◆ **Required actions**:
1/ Answer these questions from the encryption text:
(a) Who proposed the key agreement protocol that gives Alice and Bob their shared secret key?
(b) Which two attacks are most SPE schemes based on the traditional PEKS framework vulnerable to?
(c) What kind of adversary is the cloud server provider supposed to be?
2/ Copy word for word everything in the encryption text from "Diffie–Hellman shared secret" down to "and the FIA.".

◆ **Extract to read**:
··········
Diffie–Hellman shared secret key (DH-SSK): Let the users Alice and Bob have the key pairs \((pk_{A} = aP, sk_{a} = a), (pk_{B} = bP, sk_{B} = b)\), respectively, where \(P \in \mathbb {G}_1\) is a generator of the cyclic group \(\mathbb {G}_1\) with the order q and \(a, b \in \mathbb {Z}_q^{*}\). Alice and Bob have a shared secret key \(K = abP = sk_{A}pk_{B} = sk_{B}pk_{A}\), which is derived from the key agreement protocol (Diffie and Hellman 1976) proposed by Diffie and Hellman.

3.5 Attacks

For the SPE schemes based on the traditional PEKS framework, most of them are vulnerable to the insider KGA and the FIA.

Insider keyword guessing attack (Insider KGA). Suppose the cloud server provider (CSP) is an honest but curious adversary. We assume that the keyword space has a polynomial size. When receiving a trapdoor \(T_{w_i}\) from the data user (DU), the CSP tries to recover the keyword \(w_i\) corresponding to \(T_{w_i}\).
··········
Location identification entries
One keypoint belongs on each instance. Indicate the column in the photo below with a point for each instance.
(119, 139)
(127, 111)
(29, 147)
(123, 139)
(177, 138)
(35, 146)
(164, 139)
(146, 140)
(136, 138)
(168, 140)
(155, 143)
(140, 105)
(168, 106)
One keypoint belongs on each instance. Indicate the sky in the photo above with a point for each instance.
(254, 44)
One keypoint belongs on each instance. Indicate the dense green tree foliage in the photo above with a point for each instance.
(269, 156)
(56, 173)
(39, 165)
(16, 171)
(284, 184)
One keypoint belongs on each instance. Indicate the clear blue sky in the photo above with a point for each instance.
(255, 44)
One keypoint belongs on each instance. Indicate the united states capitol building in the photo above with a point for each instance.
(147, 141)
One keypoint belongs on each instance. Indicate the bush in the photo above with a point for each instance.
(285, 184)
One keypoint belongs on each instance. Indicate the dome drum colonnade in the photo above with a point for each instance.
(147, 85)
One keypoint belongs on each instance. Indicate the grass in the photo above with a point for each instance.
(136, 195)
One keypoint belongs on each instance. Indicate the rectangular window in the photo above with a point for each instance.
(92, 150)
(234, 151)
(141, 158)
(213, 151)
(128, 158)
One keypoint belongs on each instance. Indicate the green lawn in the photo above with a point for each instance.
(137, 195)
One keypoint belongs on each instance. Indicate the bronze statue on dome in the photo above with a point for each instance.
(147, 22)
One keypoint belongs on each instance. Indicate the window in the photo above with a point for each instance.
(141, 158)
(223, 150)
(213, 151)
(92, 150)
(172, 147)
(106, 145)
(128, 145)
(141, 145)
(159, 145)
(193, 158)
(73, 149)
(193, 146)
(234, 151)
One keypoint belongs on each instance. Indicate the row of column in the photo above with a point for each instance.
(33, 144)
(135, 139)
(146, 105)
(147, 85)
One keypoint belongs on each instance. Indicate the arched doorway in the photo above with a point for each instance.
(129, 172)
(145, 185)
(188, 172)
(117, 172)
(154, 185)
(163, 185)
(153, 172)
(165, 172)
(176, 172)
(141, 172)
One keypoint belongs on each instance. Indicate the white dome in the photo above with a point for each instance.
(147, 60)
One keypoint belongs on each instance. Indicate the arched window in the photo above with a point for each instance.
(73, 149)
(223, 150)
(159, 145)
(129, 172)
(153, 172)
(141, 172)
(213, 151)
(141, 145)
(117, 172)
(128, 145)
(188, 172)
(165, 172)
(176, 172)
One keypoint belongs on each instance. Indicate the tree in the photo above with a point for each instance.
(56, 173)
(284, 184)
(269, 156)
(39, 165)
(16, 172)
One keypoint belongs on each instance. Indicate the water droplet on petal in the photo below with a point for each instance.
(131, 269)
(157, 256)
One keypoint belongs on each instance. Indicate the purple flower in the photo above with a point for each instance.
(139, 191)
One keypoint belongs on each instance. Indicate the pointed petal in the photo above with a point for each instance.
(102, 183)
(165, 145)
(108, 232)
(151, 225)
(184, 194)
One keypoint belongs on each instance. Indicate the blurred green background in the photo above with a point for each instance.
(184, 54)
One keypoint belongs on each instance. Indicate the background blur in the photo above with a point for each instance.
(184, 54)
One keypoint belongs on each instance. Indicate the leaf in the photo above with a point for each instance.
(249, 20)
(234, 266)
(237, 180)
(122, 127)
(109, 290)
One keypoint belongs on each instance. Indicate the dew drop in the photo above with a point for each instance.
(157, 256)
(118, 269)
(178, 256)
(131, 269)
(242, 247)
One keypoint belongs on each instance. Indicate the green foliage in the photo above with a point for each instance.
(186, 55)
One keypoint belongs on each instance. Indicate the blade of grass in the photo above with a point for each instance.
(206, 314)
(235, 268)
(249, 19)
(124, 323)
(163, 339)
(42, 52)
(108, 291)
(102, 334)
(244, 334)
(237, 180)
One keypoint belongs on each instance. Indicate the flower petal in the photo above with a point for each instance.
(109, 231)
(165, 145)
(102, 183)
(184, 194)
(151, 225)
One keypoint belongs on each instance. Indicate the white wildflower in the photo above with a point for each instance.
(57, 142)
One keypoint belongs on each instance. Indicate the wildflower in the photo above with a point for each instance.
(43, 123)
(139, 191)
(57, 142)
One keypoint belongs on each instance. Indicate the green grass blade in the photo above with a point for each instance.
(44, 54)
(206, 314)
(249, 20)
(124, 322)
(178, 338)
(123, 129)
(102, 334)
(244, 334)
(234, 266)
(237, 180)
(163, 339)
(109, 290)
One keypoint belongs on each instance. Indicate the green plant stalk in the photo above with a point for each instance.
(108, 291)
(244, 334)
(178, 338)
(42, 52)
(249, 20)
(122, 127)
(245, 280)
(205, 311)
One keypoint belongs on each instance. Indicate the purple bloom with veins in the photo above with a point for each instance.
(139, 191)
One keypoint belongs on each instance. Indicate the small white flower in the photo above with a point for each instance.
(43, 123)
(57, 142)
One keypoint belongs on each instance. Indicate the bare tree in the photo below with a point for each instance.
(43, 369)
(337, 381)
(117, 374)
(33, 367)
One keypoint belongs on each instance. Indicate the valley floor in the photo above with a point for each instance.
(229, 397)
··········
◆ **Solution set**:
1/
(a) Diffie and Hellman
(b) The insider KGA and the FIA
(c) An honest but curious adversary

2/
Diffie–Hellman shared secret key (DH-SSK): Let the users Alice and Bob have the key pairs \((pk_{A} = aP, sk_{a} = a), (pk_{B} = bP, sk_{B} = b)\), respectively, where \(P \in \mathbb {G}_1\) is a generator of the cyclic group \(\mathbb {G}_1\) with the order q and \(a, b \in \mathbb {Z}_q^{*}\). Alice and Bob have a shared secret key \(K = abP = sk_{A}pk_{B} = sk_{B}pk_{A}\), which is derived from the key agreement protocol (Diffie and Hellman 1976) proposed by Diffie and Hellman.

3.5 Attacks

For the SPE schemes based on the traditional PEKS framework, most of them are vulnerable to the insider KGA and the FIA.